+++ PAGE EXTRACT

Broadway Review: “The Lifespan of a Fact” Reexamines the Parameters of Truth at Studio 54

Broadway Review: “The Lifespan of a Fact” at Studio 54 (Currently On)
Written by Jeremy Kareken & David Murrell and Gordon Farrell
Directed by Leigh Silverman
Reviewed by David Roberts
Theatre Reviews Limited

Emily Penrose (a guarded and steely Cherry Jones), Editor-in Chief of a high-end publication, hopes to score big on the publication of a “lyrical essay” written by longtime associate John D’Agata (a languid and tenderly resilient Bobby Cannavale). She has shut down the presses and pulled the story about “Congressional Spouses” to publish the essay about the suicide of a young man in Las Vegas. And she is hoping this essay will boost magazine sales and continue to secure her position as a successful editor. Because she is aware that John often ignores the importance of facts, she hires the new intern Jim Fingal (a self-absorbed and cautious Daniel Radcliffe) to fact-check the essay before publication. He agrees he can fulfill the assignment over an extended weekend.

What ensues is a triumvirate of well-positioned “leaders” each having the ability to upend the other two members’ goals. Although the intriguing script focus primarily on Jim’s dogged fact-finding and John’s stubborn insistence that art trumps facts, there are significant themes centering on motivation, power, dominance, entitlement, and rhetorical argument. “The Lifespan of a Fact,” currently running at Studio 54, raises more enduring question than it answers – which is expected with three raconteurs vying for dominion.

John is a storyteller. He tells stories that he believes are relevant and connect to the readers and to the moment in history in which they live and try to navigate through with some modicum of success. He believes his essay about Levi Presley’s death is important as are the other events that transpired on the same day in Las Vegas. “On that day in Las Vegas when Levi Presley died, five others died from two types of cancer, four from heart attacks, three because of strokes. It was a day of two suicides by gunshot as well as a suicide from hanging.” That is John’s story and he is sticking to it.

++++++

EXPLORE THE MATERIAL:
1 - Rewrite the paragraph of the theater review that begins "Emily Penrose (a guarded and steely Cherry Jones)" as a short bulleted list that keeps its main facts.
2 - Summarize the theater review in two sentences.
3 - Extend the theater review by writing what comes next, beginning after its final sentence.

+++ RECORD EXCERPTS

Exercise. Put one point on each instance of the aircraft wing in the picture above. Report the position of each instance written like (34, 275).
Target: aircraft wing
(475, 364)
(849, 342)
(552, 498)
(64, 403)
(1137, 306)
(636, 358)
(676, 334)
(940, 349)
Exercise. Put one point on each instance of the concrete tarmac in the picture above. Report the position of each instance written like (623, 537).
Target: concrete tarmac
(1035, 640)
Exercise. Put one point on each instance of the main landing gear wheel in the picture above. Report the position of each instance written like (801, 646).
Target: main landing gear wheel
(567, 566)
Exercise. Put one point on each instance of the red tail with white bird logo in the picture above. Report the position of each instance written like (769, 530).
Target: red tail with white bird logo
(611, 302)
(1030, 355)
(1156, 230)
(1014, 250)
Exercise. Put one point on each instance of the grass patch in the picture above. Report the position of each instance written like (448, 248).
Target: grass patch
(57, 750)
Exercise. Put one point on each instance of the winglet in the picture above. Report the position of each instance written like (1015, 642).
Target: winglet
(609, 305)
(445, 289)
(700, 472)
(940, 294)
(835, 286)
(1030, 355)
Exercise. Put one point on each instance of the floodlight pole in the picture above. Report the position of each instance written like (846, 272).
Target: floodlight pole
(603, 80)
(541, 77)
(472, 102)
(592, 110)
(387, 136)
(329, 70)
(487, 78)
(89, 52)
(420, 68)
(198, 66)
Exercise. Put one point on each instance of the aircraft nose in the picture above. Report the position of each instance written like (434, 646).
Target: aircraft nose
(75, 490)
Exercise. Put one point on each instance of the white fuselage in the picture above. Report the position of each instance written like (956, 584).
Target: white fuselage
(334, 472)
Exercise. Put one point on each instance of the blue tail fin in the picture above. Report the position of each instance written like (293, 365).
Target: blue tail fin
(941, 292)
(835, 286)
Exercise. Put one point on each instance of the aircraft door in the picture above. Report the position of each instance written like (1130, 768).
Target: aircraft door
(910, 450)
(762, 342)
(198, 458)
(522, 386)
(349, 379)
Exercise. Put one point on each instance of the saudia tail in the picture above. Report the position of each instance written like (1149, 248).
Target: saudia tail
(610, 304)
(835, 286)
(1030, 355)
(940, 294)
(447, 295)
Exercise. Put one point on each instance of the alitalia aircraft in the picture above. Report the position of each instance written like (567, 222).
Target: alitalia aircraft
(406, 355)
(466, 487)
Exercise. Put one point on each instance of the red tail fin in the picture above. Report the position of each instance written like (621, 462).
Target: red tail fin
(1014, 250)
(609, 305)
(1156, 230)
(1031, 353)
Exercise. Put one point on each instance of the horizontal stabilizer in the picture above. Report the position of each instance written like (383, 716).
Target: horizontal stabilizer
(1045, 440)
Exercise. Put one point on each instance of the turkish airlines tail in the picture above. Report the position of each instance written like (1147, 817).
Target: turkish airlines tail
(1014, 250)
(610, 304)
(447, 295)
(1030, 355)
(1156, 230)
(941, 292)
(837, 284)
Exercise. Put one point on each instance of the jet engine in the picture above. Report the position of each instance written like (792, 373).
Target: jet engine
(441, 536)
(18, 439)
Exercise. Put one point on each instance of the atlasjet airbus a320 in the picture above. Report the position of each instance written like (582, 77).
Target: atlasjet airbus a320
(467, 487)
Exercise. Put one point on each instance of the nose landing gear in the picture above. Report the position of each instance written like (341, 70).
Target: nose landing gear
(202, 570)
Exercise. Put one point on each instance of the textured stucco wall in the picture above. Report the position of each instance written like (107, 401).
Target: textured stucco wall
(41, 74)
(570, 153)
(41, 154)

++++++

REPLIES:
1 -
- Emily Penrose (Cherry Jones), Editor-in-Chief of a high-end publication, hopes to score big by publishing a "lyrical essay" by longtime associate John D'Agata (Bobby Cannavale).
- She has shut down the presses and pulled a story about "Congressional Spouses" to run the essay, which concerns a young man's suicide in Las Vegas.
- She hopes the essay will boost magazine sales and keep her position secure as a successful editor.
- Knowing John often ignores the importance of facts, she hires new intern Jim Fingal (Daniel Radcliffe) to fact-check the essay before publication.
- Jim agrees to finish the assignment over an extended weekend.

2 - In "The Lifespan of a Fact" at Studio 54, editor Emily Penrose hires intern Jim Fingal to fact-check John D'Agata's essay about a young man's suicide in Las Vegas before she publishes it. The script centers mainly on Jim's dogged fact-finding and John's stubborn insistence that art trumps facts, but it also takes up themes such as motivation, power, dominance, entitlement, and rhetorical argument.

3 -
Jim is a fact checker. Emily assigns him to check the facts in John’s essay to avoid law suits and maintain the credibility of her magazine. Jim cannot seem to get beyond the first few paragraphs. He creates one-hundred-and-thirty pages of spreadsheet and “notes” that call into question John’s credibility. Emily encourages Jim to understand that “we live in stories. Events organized to make ourselves known to each other and to history. Organized in a way that gives our lives meaning.” Jim believes the word “story comes from the Greek historia – an accurate retelling” and continues to question whether John has reported the correct numbers of deaths on the day Levi died.

In one corner it is the importance of and necessity for facts: in the other is the importance of and necessity for rich and enduring stories that are transformative and redemptive. The battle rages with Emily attempting to referee the fight. Both she and Jim end up in Las Vegas with John and the struggle for a resolution escalates. At one point, Jim determines that Levi Presley did not even exist despite John’s insistence that he shared the essay with Levi’s mother Gail. John said, “this is my best” and she said, “this is my son.” The obvious connection to the current debate concerning the place of truth in politics plays well in “The Lifespan of a Fact.” The playwrights develop their argument carefully and with the requisite logos, ethos, and pathos.

Under Leigh Silverman’s exquisite direction, the cast delivers a profoundly moving ensemble performance that insists the audience make the ultimate choice whether Emily will publish the essay. Fact and fiction have significant roles to play in humankind’s story telling. It has become strikingly evident in the last two years, however, that fiction has no place in the development of global policy-making and domestic governance. The jury is still out on whether “Levi climbed the fence and sat on the ledge for 48 seconds, then jumped.” John argues that “It is not a crime to try to find the music in a boy’s life.” Jim counters “people’s lives aren’t chord progressions you can rearrange at will.”